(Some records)
************
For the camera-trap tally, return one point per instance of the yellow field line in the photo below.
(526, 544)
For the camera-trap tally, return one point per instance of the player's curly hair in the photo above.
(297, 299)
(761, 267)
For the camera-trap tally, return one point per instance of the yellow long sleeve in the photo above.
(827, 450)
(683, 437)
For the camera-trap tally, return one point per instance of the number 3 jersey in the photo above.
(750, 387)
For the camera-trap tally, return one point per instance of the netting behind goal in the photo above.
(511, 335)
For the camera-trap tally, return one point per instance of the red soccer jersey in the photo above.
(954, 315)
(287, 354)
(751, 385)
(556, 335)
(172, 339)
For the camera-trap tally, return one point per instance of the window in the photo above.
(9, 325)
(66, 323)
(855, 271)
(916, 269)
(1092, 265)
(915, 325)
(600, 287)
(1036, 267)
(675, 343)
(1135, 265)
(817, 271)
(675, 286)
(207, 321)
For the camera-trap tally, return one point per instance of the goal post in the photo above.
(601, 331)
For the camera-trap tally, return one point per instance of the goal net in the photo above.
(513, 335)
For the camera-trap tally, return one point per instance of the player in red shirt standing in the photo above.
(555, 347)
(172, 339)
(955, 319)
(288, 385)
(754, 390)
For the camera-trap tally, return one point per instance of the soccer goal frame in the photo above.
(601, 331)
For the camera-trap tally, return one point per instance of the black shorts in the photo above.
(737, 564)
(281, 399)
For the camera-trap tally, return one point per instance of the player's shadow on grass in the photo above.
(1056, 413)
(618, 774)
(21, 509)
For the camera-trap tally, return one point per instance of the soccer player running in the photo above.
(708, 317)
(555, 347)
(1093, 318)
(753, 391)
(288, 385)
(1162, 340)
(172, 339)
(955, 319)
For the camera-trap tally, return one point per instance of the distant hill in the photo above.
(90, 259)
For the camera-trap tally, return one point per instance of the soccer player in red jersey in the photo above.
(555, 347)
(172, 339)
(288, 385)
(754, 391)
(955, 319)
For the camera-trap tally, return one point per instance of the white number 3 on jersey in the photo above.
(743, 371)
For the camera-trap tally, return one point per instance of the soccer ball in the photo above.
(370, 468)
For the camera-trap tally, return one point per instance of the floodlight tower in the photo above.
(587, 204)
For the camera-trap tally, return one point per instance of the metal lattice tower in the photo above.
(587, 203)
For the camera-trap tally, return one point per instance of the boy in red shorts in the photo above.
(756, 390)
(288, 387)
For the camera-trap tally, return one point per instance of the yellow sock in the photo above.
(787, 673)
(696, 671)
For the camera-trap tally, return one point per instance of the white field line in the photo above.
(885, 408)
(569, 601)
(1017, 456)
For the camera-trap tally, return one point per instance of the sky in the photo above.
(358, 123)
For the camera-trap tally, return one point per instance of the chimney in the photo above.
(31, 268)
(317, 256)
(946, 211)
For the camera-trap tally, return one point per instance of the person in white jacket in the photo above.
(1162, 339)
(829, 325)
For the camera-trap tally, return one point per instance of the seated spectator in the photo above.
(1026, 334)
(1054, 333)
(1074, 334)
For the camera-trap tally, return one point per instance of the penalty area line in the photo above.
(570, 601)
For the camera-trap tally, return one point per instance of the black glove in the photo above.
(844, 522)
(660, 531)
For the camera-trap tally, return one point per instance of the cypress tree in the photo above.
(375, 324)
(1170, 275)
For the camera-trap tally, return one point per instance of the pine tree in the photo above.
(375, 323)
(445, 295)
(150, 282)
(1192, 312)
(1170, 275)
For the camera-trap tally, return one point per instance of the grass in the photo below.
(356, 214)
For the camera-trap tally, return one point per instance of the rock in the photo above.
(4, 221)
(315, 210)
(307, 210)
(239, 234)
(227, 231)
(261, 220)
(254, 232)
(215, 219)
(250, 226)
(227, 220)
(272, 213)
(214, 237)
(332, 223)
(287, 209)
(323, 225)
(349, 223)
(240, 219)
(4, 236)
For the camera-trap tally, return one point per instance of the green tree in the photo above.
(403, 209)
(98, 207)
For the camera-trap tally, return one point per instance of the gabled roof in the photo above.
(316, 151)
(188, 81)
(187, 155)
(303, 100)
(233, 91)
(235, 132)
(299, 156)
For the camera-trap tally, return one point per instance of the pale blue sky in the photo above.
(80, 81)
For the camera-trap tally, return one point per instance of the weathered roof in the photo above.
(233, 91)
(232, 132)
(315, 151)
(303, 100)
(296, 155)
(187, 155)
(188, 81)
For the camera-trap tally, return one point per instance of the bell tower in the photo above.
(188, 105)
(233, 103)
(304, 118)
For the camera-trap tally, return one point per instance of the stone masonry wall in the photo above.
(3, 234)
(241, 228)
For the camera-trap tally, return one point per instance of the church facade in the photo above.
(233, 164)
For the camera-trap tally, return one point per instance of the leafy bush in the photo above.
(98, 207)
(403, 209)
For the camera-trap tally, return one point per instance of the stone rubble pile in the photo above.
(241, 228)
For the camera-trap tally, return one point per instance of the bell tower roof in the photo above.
************
INSTRUCTION:
Every line above needs to be retyped exactly.

OUTPUT BELOW:
For the camera-trap tally, return one point per instance of the yellow field line in the photo below.
(526, 544)
For the camera-trap tally, return one point per instance of the player's curly hair in the photo above.
(297, 299)
(761, 267)
For the camera-trap tally, return one point per instance of the yellow long sleeve in the photo above.
(827, 450)
(683, 437)
For the camera-trap tally, return one point per instance of the number 3 jersey in the photo above.
(750, 387)
For the camera-trap tally, return one point per instance of the netting behind goal in the photo above.
(511, 335)
For the camera-trap tally, return one point per instance of the red soccer jersey in the photo above.
(954, 315)
(287, 354)
(751, 385)
(556, 335)
(172, 339)
For the camera-trap tally, return one point per instance of the window in the photo above.
(9, 325)
(66, 323)
(855, 271)
(916, 269)
(1092, 265)
(915, 325)
(600, 287)
(1036, 267)
(675, 343)
(1135, 265)
(817, 271)
(675, 286)
(207, 321)
For the camera-trap tally, return one point per instance of the goal post in the photo above.
(601, 331)
For the camera-trap tally, return one point per instance of the goal net in the photo above.
(513, 335)
For the camera-trap tally, return one point per instance of the player in red shirt standing in the photo above.
(555, 347)
(172, 339)
(955, 319)
(288, 385)
(754, 390)
For the camera-trap tally, return one point per instance of the soccer goal frame in the photo above.
(601, 331)
For the camera-trap tally, return one point per instance of the black shorts in the photo above.
(737, 564)
(281, 399)
For the camera-trap tally, return one point per instance of the player's shadow on grass in the photo above.
(1056, 413)
(618, 774)
(21, 509)
For the camera-trap tally, return one point per instance of the soccer player running in the photo above.
(708, 317)
(555, 347)
(1093, 318)
(753, 391)
(288, 385)
(1162, 340)
(172, 339)
(955, 319)
For the camera-trap tally, return one point per instance of the distant hill in the photo above.
(90, 259)
For the camera-trap tally, return one point per instance of the soccer player in red jersey in the photo above.
(555, 347)
(172, 339)
(288, 385)
(754, 391)
(955, 319)
For the camera-trap tally, return one point per instance of the white number 3 on jersey in the photo above.
(743, 371)
For the camera-trap tally, return one point per instance of the soccer ball in the photo above.
(370, 468)
For the camera-trap tally, return one point per instance of the floodlight tower in the photo above.
(587, 204)
For the camera-trap tally, return one point per instance of the metal lattice tower in the photo above.
(587, 203)
For the camera-trap tally, return one point per instance of the boy in red shorts in the photo above.
(756, 390)
(288, 387)
For the camera-trap tally, return one point per instance of the yellow sock in the photo above.
(787, 673)
(696, 671)
For the camera-trap tally, return one point per instance of the white field line in the photo above.
(885, 408)
(569, 601)
(1017, 456)
For the camera-trap tally, return one point per instance of the sky in the photo above.
(358, 123)
For the camera-trap tally, return one point per instance of the chimney in the photo above.
(31, 268)
(317, 256)
(946, 211)
For the camera-trap tally, return one point per instance of the person in white jacket in the photo above.
(1162, 339)
(829, 325)
For the camera-trap tally, return one point per instance of the seated spectator in the photo above.
(1026, 334)
(1054, 333)
(1074, 334)
For the camera-trap tally, return one point per instance of the penalty area line in the photo above.
(570, 601)
For the camera-trap tally, return one point per instance of the black glove in the photo above.
(844, 522)
(660, 531)
For the camera-trap tally, return one point per instance of the cypress tree in the photo above.
(375, 324)
(1170, 275)
For the camera-trap tally, return one point per instance of the pine tree in the photo above.
(375, 323)
(445, 295)
(150, 282)
(1192, 312)
(1170, 275)
For the camera-trap tally, return one point per instance of the grass in the photo below.
(356, 214)
For the camera-trap tally, return one point per instance of the rock in the photo above.
(4, 221)
(315, 210)
(307, 210)
(239, 234)
(227, 231)
(261, 220)
(254, 232)
(215, 219)
(250, 226)
(227, 220)
(272, 213)
(214, 237)
(332, 223)
(287, 209)
(323, 225)
(349, 223)
(240, 219)
(4, 236)
For the camera-trap tally, return one point per instance of the green tree in the photo above.
(403, 209)
(98, 207)
For the camera-trap tally, return one point per instance of the gabled roof in the photo above.
(316, 151)
(188, 81)
(187, 155)
(303, 100)
(233, 91)
(235, 132)
(299, 156)
For the camera-trap tally, return one point per instance of the pale blue sky in the photo above.
(80, 81)
For the camera-trap tally, return one point per instance of the weathered roof in the photo above.
(233, 91)
(232, 132)
(315, 151)
(303, 100)
(296, 155)
(187, 155)
(188, 81)
For the camera-trap tally, return one point per instance of the bell tower in the photo above.
(188, 105)
(233, 103)
(304, 118)
For the camera-trap tally, return one point per instance of the stone masonry wall in the photo above.
(3, 234)
(241, 228)
For the camera-trap tally, return one point per instance of the church facade in the photo above.
(233, 164)
For the camera-trap tally, return one point per instance of the leafy bush in the photo above.
(98, 207)
(403, 209)
For the camera-trap tally, return one point per instance of the stone rubble pile in the photo above.
(241, 228)
For the camera-trap tally, return one point per instance of the bell tower roof in the photo above.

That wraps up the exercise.